- [WORK TASK]:
Quote every phrase in the excerpt about the dog Tyson below that gives a number of weeks, in the order they appear.

- [TEXT EXCERPT]:

Not wishful thinking, it's explainable by coincidence.


So is mine I guess, I will see if find a link to the 2 or 3 posts in one thread from a while back where I explain How My Tyson came into my sister dream to help me regain my faith.

Searching threads and posts will take me ages so I will summarize what happened here.


Tyson dies on 2/12/2012, So I only had Sonja left, another Rottie just 3 years younger.


For about 3 or 4 weeks My sister was coming every day so we could help each other cope.

I thought that Tyson had taken all the anger out of me when he passed because I very peaceful but in pain and grief, its hard to explain.

After those few passed of my sister coming over everyday we didn't see each other for 3 weeks.

During those 3 weeks I started work again after the Christmas holidays and new year and found that I had a fury inside of me, a fire that wanted to burn everything in its path.

It got worse and my anger was getting quite bad, that anger that I felt made me feel like I was out of control and it started to make me go against my deep personal beliefs of an after life and things a spiritual nature.

It got to the 3 week point and I was loosing it, I was almost convinced that there is nothing after death and yes we turn to dust and thats it. I couldn't acre for Sonja the way I was supposed to and everything was crumbling around me.

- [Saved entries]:
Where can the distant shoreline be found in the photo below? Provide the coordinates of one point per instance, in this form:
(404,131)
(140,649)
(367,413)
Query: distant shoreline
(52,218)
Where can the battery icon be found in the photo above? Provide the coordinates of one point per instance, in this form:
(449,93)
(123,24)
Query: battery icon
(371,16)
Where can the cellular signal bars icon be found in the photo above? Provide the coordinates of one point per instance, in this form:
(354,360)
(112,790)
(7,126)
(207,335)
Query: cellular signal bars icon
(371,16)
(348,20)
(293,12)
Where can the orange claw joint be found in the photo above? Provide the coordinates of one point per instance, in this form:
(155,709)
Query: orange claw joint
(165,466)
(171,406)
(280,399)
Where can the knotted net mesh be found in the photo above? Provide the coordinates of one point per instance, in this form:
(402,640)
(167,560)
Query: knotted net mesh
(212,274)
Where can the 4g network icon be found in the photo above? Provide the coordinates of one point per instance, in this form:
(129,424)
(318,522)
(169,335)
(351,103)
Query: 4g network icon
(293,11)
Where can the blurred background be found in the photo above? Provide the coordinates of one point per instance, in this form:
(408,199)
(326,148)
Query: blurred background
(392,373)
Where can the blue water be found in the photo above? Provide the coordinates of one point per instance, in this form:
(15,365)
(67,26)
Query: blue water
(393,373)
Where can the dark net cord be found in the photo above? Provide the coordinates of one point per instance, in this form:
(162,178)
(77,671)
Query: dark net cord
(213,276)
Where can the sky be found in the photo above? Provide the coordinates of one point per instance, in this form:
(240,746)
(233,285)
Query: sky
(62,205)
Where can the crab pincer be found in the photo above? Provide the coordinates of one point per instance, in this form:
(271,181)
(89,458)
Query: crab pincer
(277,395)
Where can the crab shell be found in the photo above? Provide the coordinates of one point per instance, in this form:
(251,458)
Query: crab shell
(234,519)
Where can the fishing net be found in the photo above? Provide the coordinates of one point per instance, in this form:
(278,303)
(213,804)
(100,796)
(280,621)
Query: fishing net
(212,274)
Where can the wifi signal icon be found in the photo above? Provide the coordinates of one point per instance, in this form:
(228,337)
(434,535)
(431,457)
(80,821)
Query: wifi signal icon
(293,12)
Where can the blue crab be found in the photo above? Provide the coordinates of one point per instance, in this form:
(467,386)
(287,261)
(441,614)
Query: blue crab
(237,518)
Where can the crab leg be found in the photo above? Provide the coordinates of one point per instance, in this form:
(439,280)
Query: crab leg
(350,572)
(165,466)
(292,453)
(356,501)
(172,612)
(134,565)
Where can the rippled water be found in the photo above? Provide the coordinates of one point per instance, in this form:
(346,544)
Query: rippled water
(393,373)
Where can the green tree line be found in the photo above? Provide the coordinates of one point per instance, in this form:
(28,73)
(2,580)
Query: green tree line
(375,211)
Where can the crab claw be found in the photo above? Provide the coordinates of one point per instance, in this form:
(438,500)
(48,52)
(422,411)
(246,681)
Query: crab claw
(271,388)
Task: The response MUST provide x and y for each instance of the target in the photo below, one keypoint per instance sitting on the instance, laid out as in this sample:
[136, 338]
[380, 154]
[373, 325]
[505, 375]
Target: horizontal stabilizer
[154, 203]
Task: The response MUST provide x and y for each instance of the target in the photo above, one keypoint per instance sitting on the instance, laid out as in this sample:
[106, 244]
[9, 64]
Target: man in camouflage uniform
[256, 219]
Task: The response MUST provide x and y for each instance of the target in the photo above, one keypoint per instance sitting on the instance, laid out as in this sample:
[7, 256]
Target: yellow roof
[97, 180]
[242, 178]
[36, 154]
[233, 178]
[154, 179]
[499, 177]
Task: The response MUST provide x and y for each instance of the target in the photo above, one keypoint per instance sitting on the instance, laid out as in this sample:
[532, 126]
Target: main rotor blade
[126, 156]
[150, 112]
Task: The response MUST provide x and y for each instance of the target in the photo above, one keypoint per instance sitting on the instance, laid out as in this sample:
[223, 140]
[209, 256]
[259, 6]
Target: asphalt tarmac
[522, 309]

- [COMPLETED EXERCISE]:
- "3 or 4 weeks"
- "3 weeks"
- "those 3 weeks"
- "the 3 week point"